= Peace movements in Australia =

Peace movements in Australia have been organized to minimize the nation's involvement in foreign wars. The first significant peace organizations emerged against the Boer War (1899-1902), including the Melbourne Peace and Humanity Society (1900) and the Anti-War League (1902). Women played crucial organizational roles. During World War I, the Australian Peace Alliance (APA) formed in 1914, growing to 54 affiliated groups by 1918. It comprised pacifists, socialists, liberal Christians, trade unions, and women's groups like the Sisterhood of International Peace and the Women's Peace Army. A major focus was the anti-conscription movement. The movement diversified with Christian pacifists and secular organizations like the League of Nations Union.

The lead-up to World War II created divisions between absolute pacifists and those supporting collective security. Women's groups, particularly the Women's International League for Peace and Freedom (WILPF), were prominent in international disarmament efforts, including a significant 1931 petition. The peace movement experienced a resurgence in the 1960s, largely in opposition to the Vietnam War and conscription. The Campaign for Nuclear Disarmament (CND), founded in 1960, later integrated into the broader anti-Vietnam War movement.
==History==
The first significant peace organisations emerged in 1899 after Australia sent troops to help the United Kingdom fight the Boer War in South Africa. The Melbourne Peace and Humanity Society (PHS) was founded in 1900, followed by the Anti-War League (AWL) in New South Wales in 1902. The Melbourne Peace Society (MPS) was established in 1905, with similar groups forming in other cities. Women played important roles, though mostly in organisational rather than leadership capacities. Notable early female leaders included Rose Scott and Marian Harwood.

::::::

*Task:*
Revise the passage on peace movements in Australia from "Peace movements in Australia have" to "of Nations Union.", substituting "anti-draft movement" for "anti-conscription movement". The records that come next are not required for this work.

::::::

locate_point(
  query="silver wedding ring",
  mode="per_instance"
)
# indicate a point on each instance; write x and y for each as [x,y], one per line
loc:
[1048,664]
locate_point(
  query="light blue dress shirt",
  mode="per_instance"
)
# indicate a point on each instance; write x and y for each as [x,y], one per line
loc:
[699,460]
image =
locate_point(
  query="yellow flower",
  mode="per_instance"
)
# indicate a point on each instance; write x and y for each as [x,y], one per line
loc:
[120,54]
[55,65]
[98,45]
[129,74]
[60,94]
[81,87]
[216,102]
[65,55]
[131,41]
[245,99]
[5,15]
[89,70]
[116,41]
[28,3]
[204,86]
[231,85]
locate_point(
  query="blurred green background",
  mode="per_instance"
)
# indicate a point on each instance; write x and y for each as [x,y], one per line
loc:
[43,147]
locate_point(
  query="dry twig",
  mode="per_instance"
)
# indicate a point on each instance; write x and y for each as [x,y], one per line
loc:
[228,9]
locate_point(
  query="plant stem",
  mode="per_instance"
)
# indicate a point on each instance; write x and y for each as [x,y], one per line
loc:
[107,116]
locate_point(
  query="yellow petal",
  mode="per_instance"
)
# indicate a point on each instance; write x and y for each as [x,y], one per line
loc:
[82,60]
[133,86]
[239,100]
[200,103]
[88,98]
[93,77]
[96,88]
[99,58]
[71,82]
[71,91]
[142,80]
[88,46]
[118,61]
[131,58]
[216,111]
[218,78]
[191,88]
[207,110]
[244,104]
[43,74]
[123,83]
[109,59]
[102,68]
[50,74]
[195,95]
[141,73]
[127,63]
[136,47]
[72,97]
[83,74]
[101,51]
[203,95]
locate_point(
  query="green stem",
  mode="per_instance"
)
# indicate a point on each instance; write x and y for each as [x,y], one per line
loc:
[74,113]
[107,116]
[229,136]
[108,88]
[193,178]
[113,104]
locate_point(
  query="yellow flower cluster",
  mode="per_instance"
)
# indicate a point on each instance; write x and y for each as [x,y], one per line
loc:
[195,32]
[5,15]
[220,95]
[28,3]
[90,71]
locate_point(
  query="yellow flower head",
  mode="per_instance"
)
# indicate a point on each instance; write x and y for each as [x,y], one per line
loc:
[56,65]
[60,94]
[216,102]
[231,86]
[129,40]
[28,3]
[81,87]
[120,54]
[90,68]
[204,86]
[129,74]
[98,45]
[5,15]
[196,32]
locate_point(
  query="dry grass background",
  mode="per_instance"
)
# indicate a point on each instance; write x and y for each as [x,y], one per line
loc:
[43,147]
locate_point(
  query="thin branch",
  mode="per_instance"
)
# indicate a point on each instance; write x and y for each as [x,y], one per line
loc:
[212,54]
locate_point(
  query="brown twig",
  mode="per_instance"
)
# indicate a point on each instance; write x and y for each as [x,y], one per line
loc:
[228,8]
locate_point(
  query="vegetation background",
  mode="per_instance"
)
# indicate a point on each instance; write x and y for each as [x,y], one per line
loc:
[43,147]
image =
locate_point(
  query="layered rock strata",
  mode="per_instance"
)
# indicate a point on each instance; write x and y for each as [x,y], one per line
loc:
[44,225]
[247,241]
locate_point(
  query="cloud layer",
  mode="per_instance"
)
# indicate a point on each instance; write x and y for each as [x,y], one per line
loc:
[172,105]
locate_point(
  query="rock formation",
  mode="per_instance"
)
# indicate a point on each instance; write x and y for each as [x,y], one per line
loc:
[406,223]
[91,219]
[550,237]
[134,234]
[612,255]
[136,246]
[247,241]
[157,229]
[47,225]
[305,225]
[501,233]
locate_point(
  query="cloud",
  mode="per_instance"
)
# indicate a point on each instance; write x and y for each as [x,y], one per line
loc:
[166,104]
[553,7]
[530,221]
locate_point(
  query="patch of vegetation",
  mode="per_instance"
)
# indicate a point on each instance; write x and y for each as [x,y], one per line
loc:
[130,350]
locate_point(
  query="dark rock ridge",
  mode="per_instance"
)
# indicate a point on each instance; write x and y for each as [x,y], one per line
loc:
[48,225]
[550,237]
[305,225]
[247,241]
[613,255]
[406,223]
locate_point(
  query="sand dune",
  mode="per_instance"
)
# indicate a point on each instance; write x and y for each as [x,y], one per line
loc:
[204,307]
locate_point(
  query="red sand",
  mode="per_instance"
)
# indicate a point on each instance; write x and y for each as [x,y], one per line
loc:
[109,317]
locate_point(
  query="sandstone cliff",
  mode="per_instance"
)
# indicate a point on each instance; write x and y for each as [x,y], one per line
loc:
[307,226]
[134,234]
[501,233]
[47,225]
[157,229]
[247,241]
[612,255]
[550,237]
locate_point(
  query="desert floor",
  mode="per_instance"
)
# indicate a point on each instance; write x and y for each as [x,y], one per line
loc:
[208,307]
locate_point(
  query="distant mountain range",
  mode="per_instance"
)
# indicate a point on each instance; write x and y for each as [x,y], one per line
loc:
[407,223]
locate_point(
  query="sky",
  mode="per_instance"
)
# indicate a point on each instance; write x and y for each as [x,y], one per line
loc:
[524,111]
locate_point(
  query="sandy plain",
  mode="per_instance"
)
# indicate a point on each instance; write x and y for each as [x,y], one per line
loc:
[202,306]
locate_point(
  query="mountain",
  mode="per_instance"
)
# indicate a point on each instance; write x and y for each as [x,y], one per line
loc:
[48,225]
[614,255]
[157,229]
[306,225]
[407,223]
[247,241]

::::::

*Response to the task:*
Peace movements in Australia have been organized to minimize the nation's involvement in foreign wars. The first significant peace organizations emerged against the Boer War (1899-1902), including the Melbourne Peace and Humanity Society (1900) and the Anti-War League (1902). Women played crucial organizational roles. During World War I, the Australian Peace Alliance (APA) formed in 1914, growing to 54 affiliated groups by 1918. It comprised pacifists, socialists, liberal Christians, trade unions, and women's groups like the Sisterhood of International Peace and the Women's Peace Army. A major focus was the anti-draft movement. The movement diversified with Christian pacifists and secular organizations like the League of Nations Union.